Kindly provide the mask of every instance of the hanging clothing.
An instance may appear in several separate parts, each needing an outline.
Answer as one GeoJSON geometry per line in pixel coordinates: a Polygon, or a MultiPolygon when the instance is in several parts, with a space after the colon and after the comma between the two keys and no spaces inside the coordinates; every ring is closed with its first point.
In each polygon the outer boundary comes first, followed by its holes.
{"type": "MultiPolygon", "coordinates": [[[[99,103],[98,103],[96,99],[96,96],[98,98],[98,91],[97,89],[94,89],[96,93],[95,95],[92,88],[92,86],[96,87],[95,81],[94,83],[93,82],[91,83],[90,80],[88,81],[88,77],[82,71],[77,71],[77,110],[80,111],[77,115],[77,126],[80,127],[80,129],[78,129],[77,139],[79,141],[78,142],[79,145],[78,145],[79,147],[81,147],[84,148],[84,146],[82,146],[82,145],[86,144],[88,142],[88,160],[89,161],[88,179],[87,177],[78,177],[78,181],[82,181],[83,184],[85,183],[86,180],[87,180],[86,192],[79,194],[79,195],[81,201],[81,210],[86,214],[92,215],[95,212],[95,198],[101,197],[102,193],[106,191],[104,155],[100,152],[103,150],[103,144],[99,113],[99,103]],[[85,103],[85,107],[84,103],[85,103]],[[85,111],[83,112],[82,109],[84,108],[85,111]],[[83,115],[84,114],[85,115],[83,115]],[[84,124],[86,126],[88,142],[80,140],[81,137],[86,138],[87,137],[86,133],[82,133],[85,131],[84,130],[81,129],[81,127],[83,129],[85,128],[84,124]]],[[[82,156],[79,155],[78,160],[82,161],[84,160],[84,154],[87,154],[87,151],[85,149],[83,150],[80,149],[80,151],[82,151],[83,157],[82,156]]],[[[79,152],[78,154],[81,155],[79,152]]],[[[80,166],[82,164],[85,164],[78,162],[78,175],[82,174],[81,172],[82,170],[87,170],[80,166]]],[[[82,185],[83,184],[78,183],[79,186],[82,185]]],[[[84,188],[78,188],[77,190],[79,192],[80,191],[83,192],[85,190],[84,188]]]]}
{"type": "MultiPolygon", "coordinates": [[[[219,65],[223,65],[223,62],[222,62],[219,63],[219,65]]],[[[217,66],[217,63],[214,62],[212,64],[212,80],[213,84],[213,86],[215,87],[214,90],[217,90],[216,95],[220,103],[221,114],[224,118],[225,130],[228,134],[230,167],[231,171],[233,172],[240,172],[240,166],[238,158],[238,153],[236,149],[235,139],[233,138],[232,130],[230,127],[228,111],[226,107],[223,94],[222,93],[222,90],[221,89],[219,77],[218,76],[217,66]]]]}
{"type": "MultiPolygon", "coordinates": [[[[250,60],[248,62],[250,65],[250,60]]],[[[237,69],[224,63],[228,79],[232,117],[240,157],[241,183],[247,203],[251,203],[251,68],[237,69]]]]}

Task to carry out — Update the lines above by replacing "hanging clothing" with "hanging garment" and leaving everything else unchanged.

Solution for this problem —
Kindly provide the mask of every instance of the hanging garment.
An instance may appear in several separate parts, each needing an outline.
Answer as one GeoJSON geometry per line in pixel coordinates: a Polygon, or a MultiPolygon when the instance is in several parts, with a space after the colon and after the comma between the two keys and no spaces inside the coordinates; every ring is closed with its first point.
In each polygon the outer boundary comes first, followed by its holes.
{"type": "MultiPolygon", "coordinates": [[[[99,103],[98,103],[96,99],[96,96],[98,98],[98,91],[97,89],[94,89],[96,93],[95,95],[92,88],[92,86],[96,87],[95,81],[94,83],[93,82],[91,83],[90,80],[88,81],[88,77],[82,71],[77,71],[77,110],[80,111],[77,115],[77,126],[80,127],[80,129],[78,129],[77,139],[79,141],[78,142],[79,145],[78,145],[79,147],[81,147],[84,148],[84,146],[82,146],[82,145],[86,144],[88,142],[88,160],[89,161],[88,179],[87,177],[78,177],[78,181],[82,181],[83,184],[85,183],[86,180],[87,180],[86,192],[79,194],[79,195],[81,201],[81,210],[86,214],[92,215],[95,212],[95,198],[101,197],[102,193],[106,191],[104,155],[100,152],[103,150],[103,144],[99,113],[99,103]],[[85,103],[85,107],[84,103],[85,103]],[[85,111],[83,112],[82,109],[84,108],[85,111]],[[83,115],[84,114],[85,115],[83,115]],[[84,124],[86,126],[88,142],[80,140],[81,137],[86,138],[87,137],[86,133],[82,133],[85,131],[84,130],[81,129],[81,127],[83,129],[85,128],[84,124]]],[[[82,156],[79,155],[78,160],[82,161],[84,160],[84,154],[87,154],[87,151],[85,149],[83,150],[80,149],[80,151],[82,151],[83,157],[82,156]]],[[[79,152],[78,154],[81,155],[79,152]]],[[[80,166],[82,164],[85,164],[78,162],[78,175],[82,174],[81,172],[82,170],[87,170],[80,166]]],[[[82,185],[83,184],[78,183],[79,186],[82,185]]],[[[84,188],[78,188],[77,190],[79,192],[80,191],[83,192],[85,190],[84,188]]]]}
{"type": "MultiPolygon", "coordinates": [[[[219,65],[223,65],[223,62],[222,62],[219,63],[219,65]]],[[[217,66],[217,63],[214,62],[212,64],[212,80],[213,84],[213,86],[215,87],[214,90],[217,90],[216,95],[220,103],[221,114],[224,118],[225,130],[228,134],[230,167],[231,171],[233,172],[240,172],[240,166],[238,158],[238,153],[236,149],[235,139],[233,138],[232,130],[230,127],[228,111],[226,107],[223,94],[222,93],[222,90],[221,89],[219,77],[218,76],[217,66]]]]}
{"type": "MultiPolygon", "coordinates": [[[[250,60],[248,62],[250,65],[250,60]]],[[[237,69],[224,63],[228,79],[232,117],[240,157],[241,183],[247,203],[251,203],[251,68],[237,69]]]]}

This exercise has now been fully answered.